EXERCISE INSTRUCTIONS:
1) Answer these questions using the article on former judge Larry Seidlin's book about Anna Nicole Smith's death.
(a) When did Seidlin resign from the bench?
(b) How long did the televised body custody hearing last?
(c) Which production company did Seidlin sign with to host "Psychic Court"?
2) Copy word for word the part of the Seidlin book article starting at "In it, Seidlin" and ending at "investigation was flawed.".
3) Continue the article on Larry Seidlin's book about Anna Nicole Smith's death from where it stops.

SELECTED EXTRACT:
▼▼▼

The Florida judge who presided over who would get Anna Nicole Smith’s body in 2007 says the police should reopen the investigation into the model’s death and somebody should eventually be tried for manslaughter.
Leaving little to the imagination, former Sunshine State Judge Larry Seidlin’s book is bluntly titled “The Killing of Anne Nicole Smith.”
In it, Seidlin — who has signed with L.A.-based Mighty Oak Productions to host the equally obviously named “Psychic Court” currently being shopped for syndication — puts says the initial investigation was flawed.
The bulk of responsibility of “celebrity blood” and Smith’s death, he says, belongs to Smith lawyer and one-time Howard K. Stern.
The book comes out Tuesday. In a direct reference to Stern, Seidlin writes: “I think enablers should be punished.” He goes on to rhetorically ask Stern. “How about keeping her off drugs while she was alive?”
Seidlin says that Stern “exercised a great amount of control over Anna Nicole by maintaining and reviewing her drug desires and addiction.”
Not that former judge has any proof or evidence that the former Playmate’s death was Stern’s or anyone else’s fault. In fact, Seidlin, who resigned from the bench in June 2007, has nothing besides a feeling to cite Smith’s death as anything more than the accidental drug overdose it was determined to be.
According to reports from the Associated Press, Seidlin said that during the televised six-week body custody hearing, “red flags were flying in front of me and I had a lot of sleepless nights.”

▲▲▲

[Point-per-instance localization data]

▼▼▼

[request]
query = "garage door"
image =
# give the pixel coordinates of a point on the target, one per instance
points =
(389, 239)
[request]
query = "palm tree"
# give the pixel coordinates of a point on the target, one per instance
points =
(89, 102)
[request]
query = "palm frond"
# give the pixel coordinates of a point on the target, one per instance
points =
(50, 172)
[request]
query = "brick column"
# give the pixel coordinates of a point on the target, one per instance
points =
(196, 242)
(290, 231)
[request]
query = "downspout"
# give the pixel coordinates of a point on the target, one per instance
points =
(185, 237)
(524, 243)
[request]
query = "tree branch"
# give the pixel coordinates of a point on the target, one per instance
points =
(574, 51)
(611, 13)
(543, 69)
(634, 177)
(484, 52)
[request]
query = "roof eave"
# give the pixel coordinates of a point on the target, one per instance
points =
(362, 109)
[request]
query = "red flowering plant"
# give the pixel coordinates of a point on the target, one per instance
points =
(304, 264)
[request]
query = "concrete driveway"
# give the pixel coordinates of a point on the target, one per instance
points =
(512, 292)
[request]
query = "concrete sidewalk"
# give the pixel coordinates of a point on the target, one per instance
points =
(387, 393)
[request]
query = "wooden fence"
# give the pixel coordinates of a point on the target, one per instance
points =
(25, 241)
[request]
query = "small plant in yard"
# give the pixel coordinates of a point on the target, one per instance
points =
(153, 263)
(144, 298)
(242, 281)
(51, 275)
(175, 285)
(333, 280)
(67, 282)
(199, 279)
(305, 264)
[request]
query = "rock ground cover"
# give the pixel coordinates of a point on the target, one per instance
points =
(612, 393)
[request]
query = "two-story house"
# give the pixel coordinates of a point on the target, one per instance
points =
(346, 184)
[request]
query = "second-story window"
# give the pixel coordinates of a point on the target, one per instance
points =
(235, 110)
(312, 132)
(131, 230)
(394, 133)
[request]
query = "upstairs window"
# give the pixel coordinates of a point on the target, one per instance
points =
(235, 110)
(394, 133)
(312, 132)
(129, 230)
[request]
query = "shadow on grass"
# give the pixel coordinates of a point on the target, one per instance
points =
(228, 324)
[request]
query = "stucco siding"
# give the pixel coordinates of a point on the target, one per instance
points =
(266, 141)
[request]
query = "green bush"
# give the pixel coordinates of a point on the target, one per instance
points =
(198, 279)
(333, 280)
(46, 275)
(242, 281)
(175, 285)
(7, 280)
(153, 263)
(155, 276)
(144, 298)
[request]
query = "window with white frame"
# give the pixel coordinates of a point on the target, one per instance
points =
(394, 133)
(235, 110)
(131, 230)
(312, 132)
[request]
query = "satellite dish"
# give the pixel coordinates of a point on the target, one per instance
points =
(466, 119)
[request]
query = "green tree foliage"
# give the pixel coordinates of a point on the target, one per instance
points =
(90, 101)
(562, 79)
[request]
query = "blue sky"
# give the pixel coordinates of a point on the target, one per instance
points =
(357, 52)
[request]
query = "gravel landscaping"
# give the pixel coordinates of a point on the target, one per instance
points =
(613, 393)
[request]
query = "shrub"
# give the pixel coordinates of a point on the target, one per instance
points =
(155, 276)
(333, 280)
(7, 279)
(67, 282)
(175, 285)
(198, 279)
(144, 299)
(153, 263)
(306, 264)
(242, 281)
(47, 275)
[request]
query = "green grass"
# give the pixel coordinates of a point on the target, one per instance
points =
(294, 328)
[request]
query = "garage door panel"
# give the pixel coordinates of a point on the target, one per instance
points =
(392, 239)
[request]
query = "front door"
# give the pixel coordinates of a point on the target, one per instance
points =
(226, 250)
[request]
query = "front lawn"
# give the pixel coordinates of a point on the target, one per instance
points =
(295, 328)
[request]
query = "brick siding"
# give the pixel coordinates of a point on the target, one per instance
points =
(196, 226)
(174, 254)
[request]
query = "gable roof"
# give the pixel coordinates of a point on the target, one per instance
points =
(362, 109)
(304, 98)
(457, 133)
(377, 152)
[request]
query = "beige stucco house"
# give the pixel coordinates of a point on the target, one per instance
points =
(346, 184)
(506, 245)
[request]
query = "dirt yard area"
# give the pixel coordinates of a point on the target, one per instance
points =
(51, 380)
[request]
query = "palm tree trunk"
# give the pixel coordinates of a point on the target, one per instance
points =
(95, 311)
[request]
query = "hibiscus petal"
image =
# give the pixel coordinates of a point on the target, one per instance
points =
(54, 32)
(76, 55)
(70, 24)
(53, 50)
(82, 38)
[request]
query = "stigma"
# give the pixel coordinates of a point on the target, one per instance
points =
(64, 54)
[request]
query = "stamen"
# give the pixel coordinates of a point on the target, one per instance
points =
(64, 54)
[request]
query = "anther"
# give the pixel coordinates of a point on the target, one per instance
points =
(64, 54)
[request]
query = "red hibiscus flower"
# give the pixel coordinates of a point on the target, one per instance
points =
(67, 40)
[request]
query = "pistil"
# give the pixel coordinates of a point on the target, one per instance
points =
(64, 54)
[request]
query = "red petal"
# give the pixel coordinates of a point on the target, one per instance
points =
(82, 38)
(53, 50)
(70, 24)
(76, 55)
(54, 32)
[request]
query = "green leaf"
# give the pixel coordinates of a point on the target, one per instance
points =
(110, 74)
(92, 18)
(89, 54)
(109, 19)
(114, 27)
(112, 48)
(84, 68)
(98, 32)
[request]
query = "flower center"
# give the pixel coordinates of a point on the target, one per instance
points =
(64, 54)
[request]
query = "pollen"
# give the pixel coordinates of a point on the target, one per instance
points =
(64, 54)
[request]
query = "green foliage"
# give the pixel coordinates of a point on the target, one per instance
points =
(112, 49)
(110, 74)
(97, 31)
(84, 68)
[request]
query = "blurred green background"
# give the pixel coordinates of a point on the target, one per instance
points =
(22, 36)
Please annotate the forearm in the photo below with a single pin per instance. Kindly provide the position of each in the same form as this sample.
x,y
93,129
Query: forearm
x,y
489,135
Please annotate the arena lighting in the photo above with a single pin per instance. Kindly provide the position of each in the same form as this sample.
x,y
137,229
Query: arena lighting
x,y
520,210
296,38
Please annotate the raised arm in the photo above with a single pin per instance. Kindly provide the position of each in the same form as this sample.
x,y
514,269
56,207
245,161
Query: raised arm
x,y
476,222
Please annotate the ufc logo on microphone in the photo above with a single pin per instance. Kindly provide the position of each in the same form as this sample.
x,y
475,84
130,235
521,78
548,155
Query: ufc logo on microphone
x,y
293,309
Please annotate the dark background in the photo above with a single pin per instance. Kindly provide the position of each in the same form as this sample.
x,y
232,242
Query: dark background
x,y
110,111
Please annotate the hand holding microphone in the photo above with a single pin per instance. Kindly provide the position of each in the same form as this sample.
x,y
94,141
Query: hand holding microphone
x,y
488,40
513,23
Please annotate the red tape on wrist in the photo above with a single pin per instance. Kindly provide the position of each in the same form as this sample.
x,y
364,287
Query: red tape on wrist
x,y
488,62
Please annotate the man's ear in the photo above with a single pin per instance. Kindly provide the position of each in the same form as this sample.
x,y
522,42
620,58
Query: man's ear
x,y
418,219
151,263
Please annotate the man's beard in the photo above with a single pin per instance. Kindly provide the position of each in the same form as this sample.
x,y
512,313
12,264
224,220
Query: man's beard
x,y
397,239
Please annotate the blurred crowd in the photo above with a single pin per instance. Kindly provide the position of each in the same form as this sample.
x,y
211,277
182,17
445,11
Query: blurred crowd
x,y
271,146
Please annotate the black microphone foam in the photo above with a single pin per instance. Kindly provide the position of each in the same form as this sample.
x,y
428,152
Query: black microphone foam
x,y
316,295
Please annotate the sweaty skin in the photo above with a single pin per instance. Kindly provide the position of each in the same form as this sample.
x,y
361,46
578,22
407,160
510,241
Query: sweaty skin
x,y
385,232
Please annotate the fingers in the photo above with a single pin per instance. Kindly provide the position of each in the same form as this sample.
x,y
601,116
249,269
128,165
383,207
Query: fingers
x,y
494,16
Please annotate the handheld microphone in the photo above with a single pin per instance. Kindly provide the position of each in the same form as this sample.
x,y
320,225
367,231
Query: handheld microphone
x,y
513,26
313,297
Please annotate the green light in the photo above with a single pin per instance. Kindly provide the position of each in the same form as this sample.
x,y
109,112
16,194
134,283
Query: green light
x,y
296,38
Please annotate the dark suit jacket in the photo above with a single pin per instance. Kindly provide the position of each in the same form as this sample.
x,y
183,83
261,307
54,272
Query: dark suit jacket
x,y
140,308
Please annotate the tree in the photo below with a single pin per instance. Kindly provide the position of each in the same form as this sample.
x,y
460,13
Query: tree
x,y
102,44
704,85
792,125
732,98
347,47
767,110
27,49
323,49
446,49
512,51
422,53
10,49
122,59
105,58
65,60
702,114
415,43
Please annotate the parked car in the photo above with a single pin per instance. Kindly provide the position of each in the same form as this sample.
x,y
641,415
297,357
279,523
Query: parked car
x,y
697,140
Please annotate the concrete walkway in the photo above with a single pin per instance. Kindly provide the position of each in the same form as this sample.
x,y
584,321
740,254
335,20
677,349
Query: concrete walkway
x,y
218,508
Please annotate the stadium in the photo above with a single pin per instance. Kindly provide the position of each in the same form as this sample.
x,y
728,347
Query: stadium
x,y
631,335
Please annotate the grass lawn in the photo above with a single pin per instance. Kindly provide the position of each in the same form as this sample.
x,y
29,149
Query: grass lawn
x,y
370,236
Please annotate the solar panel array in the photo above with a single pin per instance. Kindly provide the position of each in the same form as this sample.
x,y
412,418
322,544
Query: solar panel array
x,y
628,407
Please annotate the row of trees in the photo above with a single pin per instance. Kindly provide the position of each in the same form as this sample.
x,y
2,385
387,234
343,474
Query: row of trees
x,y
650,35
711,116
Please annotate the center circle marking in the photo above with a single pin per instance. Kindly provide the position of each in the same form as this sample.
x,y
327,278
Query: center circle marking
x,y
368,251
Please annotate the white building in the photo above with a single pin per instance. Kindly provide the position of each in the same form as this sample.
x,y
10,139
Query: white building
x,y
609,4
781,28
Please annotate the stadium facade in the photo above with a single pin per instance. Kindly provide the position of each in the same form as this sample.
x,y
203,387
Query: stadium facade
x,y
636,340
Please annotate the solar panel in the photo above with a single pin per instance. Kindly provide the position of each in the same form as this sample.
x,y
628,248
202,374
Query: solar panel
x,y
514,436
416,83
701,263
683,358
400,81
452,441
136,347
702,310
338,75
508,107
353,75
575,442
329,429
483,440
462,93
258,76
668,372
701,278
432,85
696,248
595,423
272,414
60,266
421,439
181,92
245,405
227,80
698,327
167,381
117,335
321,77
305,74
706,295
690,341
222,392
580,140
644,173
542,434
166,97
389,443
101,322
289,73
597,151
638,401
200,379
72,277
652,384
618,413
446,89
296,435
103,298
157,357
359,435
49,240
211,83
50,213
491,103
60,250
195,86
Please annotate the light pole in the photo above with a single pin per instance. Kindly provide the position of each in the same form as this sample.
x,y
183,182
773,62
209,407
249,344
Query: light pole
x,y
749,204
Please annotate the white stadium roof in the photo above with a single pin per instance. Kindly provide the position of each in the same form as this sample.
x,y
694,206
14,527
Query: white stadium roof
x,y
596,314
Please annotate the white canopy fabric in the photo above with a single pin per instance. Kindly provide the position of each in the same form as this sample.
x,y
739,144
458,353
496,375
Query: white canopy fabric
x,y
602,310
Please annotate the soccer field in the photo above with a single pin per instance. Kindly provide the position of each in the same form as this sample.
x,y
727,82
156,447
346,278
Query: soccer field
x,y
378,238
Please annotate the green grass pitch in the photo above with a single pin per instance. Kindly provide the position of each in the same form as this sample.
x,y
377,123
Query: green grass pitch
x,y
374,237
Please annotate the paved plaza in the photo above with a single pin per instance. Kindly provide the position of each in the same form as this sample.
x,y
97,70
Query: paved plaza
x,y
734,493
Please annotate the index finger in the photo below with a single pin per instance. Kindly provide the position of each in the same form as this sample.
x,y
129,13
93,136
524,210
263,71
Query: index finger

▲▲▲

RESPONSES TO THE TASKS:
1)
(a) June 2007
(b) Six weeks
(c) Mighty Oak Productions, based in L.A.

2)
In it, Seidlin — who has signed with L.A.-based Mighty Oak Productions to host the equally obviously named “Psychic Court” currently being shopped for syndication — puts says the initial investigation was flawed.

3)
Smith died at the age of 39 on Feb. 7, 2007 in Hollywood, Florida. Her son Daniel had died less than six months before, on Sept. 10, just four days after Smith’s daughter Dannielynn was born in the Bahamas. Smith was eventually buried in the Bahamas.
Steve Sadow, Stern’s attorney said to the AP “any allegations made by Judge Seidlin against Howard K. Stern are truly unworthy of response.”
Not that Stern’s days in court are completely over. Along with Smith’s former doctor Sandeep Kapoor and psychiatrist Khristine Eroshevich, Howard K. Sternis currently charged with conspiring to conspiring to “commit the crimes of prescribing, administering and dispensing controlled substances” to the actress with a plethora of prescription medication.
While they could face up to almost six years in jail if found guilty, the trio, who have plead innocent to the felony counts, are not being charged with Smith’s death.
The trial is set to start on Aug. 4.